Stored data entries
>>>

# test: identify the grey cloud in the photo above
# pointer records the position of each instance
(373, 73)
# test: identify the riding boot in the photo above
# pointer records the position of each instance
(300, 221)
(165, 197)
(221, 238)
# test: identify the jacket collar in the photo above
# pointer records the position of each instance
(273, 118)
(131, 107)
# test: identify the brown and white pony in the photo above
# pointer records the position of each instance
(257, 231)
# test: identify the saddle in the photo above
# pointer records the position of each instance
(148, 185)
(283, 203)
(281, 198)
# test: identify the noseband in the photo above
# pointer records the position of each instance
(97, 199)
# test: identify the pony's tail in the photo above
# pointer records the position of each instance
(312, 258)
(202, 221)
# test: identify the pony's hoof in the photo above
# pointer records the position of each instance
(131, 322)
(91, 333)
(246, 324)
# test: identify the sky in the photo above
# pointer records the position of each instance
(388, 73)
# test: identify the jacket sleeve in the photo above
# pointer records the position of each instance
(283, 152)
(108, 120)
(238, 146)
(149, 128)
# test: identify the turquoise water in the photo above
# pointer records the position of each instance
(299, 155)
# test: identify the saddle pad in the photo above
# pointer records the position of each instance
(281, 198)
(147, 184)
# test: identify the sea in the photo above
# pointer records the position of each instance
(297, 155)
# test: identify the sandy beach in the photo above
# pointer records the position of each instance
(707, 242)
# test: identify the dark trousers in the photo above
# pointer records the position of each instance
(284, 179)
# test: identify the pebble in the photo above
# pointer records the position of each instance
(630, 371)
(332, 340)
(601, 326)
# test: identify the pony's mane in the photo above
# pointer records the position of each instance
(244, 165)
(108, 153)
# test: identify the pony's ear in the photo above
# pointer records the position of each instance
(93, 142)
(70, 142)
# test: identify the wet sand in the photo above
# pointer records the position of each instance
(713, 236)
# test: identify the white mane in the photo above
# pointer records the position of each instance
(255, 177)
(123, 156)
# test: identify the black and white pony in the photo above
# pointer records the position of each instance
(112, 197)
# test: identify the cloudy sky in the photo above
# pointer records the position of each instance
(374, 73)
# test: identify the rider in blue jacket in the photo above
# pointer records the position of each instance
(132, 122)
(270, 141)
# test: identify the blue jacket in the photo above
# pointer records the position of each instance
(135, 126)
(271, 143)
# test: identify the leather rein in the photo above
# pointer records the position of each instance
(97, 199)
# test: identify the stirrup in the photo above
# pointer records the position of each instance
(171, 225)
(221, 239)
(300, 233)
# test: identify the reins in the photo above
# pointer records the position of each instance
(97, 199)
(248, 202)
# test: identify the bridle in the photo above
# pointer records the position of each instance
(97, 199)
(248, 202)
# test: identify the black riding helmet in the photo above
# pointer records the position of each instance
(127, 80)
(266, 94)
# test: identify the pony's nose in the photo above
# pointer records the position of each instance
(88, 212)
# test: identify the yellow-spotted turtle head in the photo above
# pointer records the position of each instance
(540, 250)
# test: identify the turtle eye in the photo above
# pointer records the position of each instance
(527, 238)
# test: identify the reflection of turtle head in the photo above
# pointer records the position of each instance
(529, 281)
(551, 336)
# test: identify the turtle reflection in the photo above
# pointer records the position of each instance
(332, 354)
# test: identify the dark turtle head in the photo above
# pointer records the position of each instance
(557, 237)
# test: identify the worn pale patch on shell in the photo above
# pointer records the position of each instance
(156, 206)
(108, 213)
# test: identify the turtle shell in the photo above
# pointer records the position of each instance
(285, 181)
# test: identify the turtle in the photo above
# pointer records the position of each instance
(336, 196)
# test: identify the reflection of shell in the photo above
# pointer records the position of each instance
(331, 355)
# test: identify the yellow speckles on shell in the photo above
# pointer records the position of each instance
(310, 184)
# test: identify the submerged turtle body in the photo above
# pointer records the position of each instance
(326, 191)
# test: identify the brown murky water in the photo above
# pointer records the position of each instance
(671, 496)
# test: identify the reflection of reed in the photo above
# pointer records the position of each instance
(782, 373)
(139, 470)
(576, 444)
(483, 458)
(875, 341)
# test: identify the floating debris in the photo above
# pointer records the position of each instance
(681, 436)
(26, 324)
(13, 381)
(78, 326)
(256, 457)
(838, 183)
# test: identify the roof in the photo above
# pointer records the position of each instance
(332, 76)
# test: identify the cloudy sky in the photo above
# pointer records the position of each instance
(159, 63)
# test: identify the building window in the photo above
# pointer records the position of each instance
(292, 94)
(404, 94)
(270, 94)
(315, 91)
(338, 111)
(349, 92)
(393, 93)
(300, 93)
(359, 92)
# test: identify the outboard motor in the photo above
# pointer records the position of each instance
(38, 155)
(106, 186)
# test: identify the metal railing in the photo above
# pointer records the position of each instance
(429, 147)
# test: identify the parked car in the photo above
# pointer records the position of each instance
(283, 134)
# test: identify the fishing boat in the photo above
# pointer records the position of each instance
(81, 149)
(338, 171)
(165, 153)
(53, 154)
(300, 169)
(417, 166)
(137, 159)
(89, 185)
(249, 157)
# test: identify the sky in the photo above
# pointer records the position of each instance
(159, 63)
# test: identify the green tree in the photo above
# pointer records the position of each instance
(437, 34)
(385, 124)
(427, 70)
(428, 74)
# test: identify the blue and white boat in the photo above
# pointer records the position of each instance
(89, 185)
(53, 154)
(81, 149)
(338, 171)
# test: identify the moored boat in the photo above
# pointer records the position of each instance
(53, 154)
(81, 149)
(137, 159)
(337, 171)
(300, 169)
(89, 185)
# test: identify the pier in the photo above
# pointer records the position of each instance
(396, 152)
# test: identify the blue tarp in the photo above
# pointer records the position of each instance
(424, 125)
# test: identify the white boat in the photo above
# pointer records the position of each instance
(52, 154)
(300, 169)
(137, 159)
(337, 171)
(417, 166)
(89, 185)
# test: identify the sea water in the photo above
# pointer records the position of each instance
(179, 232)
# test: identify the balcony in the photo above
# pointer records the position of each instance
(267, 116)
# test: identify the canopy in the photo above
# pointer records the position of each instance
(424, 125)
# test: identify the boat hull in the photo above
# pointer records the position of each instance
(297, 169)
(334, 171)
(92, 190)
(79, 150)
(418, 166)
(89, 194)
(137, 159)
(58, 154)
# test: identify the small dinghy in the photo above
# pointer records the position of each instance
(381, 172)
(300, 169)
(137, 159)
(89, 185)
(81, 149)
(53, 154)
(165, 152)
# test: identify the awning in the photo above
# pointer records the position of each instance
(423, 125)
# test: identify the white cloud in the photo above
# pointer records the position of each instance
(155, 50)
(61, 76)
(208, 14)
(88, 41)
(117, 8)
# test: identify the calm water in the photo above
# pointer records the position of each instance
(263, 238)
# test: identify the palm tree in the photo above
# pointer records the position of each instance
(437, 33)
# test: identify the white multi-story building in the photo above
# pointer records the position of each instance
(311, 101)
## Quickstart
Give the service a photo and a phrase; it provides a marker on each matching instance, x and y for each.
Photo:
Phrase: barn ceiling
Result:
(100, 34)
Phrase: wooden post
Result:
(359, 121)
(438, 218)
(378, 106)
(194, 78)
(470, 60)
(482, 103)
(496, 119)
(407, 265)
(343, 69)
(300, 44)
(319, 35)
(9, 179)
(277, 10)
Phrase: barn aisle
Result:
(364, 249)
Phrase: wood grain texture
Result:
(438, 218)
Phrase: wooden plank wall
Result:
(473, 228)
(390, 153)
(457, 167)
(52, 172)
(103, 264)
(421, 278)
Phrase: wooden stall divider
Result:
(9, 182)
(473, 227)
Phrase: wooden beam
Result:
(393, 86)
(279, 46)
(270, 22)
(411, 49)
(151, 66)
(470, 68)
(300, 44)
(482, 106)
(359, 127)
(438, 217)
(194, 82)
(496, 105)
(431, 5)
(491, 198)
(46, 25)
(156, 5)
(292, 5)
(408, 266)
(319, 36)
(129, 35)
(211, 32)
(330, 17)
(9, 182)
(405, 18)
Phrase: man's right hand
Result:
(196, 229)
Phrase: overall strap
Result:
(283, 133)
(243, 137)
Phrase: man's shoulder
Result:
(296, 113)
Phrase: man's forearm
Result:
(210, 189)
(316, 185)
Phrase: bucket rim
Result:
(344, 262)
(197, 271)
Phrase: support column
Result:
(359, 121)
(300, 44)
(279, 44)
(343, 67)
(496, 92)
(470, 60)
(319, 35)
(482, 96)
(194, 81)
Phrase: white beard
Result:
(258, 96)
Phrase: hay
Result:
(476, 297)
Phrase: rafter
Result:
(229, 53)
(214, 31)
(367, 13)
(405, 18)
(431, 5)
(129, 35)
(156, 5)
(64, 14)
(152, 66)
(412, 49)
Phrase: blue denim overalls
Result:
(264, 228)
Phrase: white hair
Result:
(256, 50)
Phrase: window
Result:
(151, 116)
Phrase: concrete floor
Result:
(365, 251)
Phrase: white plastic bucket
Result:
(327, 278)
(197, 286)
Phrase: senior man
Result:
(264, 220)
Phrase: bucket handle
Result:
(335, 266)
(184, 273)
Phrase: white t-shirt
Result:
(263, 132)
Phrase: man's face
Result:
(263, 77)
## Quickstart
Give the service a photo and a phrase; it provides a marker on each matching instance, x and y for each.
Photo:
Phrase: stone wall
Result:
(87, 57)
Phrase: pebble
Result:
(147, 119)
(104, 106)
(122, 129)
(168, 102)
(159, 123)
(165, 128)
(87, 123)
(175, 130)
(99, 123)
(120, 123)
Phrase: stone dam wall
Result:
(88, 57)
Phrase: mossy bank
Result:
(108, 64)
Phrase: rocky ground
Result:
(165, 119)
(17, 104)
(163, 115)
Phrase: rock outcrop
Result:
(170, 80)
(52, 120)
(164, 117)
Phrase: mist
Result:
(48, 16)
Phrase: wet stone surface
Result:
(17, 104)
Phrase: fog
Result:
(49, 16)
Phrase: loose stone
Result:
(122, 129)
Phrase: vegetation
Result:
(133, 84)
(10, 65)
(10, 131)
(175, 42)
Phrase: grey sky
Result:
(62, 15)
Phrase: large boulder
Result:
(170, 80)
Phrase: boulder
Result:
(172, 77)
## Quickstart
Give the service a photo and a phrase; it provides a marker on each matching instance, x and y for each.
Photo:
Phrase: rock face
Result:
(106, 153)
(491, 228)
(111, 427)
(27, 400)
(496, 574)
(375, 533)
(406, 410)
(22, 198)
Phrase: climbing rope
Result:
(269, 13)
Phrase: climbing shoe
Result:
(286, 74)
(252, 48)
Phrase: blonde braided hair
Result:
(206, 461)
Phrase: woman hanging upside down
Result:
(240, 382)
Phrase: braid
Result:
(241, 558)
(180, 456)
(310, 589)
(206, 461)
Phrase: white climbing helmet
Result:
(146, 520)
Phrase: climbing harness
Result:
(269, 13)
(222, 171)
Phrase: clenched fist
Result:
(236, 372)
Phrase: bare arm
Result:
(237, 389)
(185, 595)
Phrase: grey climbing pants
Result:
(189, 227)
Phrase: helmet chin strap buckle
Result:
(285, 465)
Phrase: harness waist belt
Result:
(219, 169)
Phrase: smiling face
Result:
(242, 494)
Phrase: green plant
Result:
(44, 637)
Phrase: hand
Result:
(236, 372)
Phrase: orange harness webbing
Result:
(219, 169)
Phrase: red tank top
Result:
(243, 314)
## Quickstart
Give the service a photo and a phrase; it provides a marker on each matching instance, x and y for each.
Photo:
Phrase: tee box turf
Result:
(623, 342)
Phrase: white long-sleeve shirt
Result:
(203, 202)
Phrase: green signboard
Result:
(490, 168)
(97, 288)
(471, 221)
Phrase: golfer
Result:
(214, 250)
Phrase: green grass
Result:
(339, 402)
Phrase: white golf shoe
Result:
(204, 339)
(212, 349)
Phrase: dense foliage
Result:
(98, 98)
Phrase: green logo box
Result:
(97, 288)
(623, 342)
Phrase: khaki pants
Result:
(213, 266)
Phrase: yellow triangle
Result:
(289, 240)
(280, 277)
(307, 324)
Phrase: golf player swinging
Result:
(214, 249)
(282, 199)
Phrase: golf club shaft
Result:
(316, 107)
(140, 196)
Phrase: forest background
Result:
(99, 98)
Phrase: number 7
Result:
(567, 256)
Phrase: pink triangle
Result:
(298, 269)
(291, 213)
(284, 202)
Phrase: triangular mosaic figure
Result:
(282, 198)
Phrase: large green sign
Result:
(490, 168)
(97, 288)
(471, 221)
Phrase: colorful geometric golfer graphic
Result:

<<<

Work to complete | Beginning at the first line of the records, retype exactly every line up to and including the one with "# test: identify the saddle in".

Exercise solution |
# test: identify the grey cloud in the photo above
# pointer records the position of each instance
(373, 73)
# test: identify the riding boot in the photo above
# pointer records the position of each instance
(300, 221)
(165, 197)
(221, 238)
# test: identify the jacket collar in the photo above
# pointer records the position of each instance
(273, 118)
(131, 107)
# test: identify the brown and white pony in the photo above
# pointer records the position of each instance
(257, 231)
# test: identify the saddle in the photo above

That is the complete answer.